> _TEXTO DE ESTUDIO_
La vida personal del duque de Anjou y de Segovia había, entretanto, dado un giro importante en 1949, al contraer en Innsbrück segundas nupcias (aunque sólo por lo civil) con una cantante lírica alemana de la Ópera de Berlín: Charlotte Tiedemann. La pareja vivía por encima de sus medios, lo que provocó un endeudamiento que fue motivo para que los dos hijos de don Jaime lo hicieran inhabilitar en 1962 para administrar su patrimonio. En cuanto a don Alfonso (nombrado por su padre duque de Borbón y de Borgoña en 1950) y don Gonzalo (al que designaría en 1972 duque de Aquitania), vivían en España después de haber pasado una infancia y adolescencia en la soledad de internados suizos (atemperada por las estancias vacacionales con su abuela la reina Victoria Eugenia en Lausana y con su madre y su segundo esposo Tonino Sozzani en Italia).

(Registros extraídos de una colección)
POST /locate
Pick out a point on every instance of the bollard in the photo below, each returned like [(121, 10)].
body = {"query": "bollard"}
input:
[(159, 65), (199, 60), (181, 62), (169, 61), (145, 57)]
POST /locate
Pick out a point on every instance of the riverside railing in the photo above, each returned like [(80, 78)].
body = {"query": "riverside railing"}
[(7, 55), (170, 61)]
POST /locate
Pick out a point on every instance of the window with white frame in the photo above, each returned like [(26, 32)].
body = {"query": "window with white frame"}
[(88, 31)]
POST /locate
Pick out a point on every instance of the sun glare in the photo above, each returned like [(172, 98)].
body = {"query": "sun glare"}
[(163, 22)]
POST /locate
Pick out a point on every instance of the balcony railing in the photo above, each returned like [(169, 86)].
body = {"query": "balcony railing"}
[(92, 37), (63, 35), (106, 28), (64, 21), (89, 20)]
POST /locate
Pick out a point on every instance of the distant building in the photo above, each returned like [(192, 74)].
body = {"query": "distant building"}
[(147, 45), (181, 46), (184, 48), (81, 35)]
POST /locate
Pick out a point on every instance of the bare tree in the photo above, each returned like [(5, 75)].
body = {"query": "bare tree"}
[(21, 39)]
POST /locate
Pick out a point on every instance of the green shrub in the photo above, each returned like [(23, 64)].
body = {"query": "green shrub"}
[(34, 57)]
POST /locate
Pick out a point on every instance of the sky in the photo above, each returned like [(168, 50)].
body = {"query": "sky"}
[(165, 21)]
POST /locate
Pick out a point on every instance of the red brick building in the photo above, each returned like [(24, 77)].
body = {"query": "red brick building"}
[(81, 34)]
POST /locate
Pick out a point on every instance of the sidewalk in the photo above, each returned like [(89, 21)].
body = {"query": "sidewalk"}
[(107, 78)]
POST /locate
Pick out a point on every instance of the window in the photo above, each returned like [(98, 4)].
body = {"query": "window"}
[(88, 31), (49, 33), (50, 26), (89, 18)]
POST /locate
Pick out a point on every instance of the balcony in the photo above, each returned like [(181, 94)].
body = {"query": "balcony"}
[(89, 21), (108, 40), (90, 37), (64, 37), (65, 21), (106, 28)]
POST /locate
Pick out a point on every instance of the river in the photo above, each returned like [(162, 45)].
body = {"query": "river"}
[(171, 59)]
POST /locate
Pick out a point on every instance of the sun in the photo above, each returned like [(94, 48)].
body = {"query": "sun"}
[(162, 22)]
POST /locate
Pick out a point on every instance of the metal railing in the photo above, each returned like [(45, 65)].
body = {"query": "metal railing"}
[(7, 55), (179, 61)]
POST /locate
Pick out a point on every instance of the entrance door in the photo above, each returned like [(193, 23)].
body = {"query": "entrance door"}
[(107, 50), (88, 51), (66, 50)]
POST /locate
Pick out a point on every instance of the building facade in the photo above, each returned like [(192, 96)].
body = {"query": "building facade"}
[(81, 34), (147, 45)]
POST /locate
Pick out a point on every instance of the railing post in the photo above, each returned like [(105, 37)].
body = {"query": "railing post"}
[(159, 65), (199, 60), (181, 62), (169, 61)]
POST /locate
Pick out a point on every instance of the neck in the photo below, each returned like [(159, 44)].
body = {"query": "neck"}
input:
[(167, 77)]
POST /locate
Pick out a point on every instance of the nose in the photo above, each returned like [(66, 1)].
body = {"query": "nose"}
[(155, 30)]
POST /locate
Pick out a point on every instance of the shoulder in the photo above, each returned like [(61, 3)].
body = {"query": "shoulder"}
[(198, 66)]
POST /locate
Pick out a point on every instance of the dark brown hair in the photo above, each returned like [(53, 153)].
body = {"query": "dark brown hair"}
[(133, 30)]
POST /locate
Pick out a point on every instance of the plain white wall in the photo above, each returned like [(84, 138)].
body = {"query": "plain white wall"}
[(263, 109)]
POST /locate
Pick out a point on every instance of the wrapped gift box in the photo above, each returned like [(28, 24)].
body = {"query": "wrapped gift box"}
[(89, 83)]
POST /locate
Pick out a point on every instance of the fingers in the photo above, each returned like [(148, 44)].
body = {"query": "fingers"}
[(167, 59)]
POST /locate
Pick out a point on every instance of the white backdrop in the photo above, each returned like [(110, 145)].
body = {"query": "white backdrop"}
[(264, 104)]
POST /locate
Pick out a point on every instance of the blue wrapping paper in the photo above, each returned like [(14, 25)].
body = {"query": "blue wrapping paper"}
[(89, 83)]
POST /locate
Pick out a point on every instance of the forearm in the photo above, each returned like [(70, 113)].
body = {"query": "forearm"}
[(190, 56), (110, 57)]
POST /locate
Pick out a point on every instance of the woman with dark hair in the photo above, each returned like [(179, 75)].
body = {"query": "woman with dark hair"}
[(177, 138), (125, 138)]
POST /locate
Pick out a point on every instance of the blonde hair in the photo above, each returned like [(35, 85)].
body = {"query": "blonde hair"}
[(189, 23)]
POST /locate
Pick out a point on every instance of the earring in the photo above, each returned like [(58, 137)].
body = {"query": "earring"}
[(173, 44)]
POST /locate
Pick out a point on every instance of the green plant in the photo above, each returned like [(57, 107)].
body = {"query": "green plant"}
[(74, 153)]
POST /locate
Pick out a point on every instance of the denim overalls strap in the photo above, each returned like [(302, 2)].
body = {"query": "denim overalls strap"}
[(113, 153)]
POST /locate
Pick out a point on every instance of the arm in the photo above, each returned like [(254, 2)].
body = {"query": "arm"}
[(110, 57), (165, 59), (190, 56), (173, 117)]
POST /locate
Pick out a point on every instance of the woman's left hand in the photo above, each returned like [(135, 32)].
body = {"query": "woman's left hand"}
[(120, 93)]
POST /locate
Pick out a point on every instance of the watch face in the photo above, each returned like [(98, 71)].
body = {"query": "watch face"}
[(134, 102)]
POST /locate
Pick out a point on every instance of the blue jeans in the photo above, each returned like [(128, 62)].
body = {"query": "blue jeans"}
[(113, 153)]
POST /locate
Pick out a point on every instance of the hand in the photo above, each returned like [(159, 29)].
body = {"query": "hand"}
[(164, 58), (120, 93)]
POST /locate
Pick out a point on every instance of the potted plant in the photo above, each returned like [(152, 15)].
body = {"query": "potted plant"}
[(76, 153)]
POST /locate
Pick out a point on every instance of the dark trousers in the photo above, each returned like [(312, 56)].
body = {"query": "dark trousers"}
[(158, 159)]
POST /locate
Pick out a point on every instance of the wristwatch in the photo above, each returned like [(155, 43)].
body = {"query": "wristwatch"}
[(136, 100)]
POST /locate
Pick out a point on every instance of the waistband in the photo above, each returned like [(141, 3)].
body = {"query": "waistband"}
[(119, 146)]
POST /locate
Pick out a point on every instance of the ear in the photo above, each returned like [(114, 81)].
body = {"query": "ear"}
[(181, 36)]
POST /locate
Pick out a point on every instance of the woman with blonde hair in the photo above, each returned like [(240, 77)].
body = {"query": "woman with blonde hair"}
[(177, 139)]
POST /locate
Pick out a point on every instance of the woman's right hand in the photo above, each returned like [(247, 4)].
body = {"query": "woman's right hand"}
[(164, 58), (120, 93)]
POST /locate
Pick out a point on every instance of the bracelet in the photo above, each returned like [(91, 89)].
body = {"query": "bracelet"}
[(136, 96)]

> _TAREAS DEL EJERCICIO_
A. Resume el texto de estudio en dos oraciones.
B. Según el texto de estudio, ¿qué título le dio su padre a don Gonzalo en 1972?
C. Continúa el texto de estudio, sobre la familia del duque de Anjou y de Segovia, a partir de su última oración.
El material no guarda relación alguna con el texto de estudio.

> _RESPUESTAS POR TAREA_
A. En 1949 el duque de Anjou y de Segovia se casó por lo civil en Innsbrück con Charlotte Tiedemann, cantante lírica alemana de la Ópera de Berlín, y el endeudamiento de la pareja, que vivía por encima de sus medios, llevó a los dos hijos de don Jaime a hacerlo inhabilitar en 1962 para administrar su patrimonio. Esos hijos, don Alfonso y don Gonzalo, vivían en España tras pasar la infancia y la adolescencia en internados suizos, una soledad atemperada por las vacaciones con su abuela, la reina Victoria Eugenia, en Lausana y con su madre y el segundo esposo de esta, Tonino Sozzani, en Italia.

B. El de duque de Aquitania.

C.
En 1972, don Jaime vivió uno de los pocos momentos de satisfacción genuina que experimentó a lo largo de su vida: asistió a la boda de su hijo mayor, don Alfonso, con Carmen Martínez-Bordíu, nieta de Francisco Franco, en la capilla del Palacio de El Pardo. Después de muchos años se reencontraba con su primera mujer (que seguía siendo la única verdadera para los legitimistas al no haber sido anulada su unión canónica). En esta ocasión fue cuando, ejerciendo como Jefe de la Casa de Borbón, otorgó a Franco el collar del Toisón de Oro, que el Caudillo aceptó, pero tuvo el buen sentido de no ostentar. De este matrimonio nacerían dos niños: Francisco (en 1972) y Luis Alfonso (en 1974), en los que el duque de Anjou y de Segovia pudo ver con complacencia asegurada su línea dinástica.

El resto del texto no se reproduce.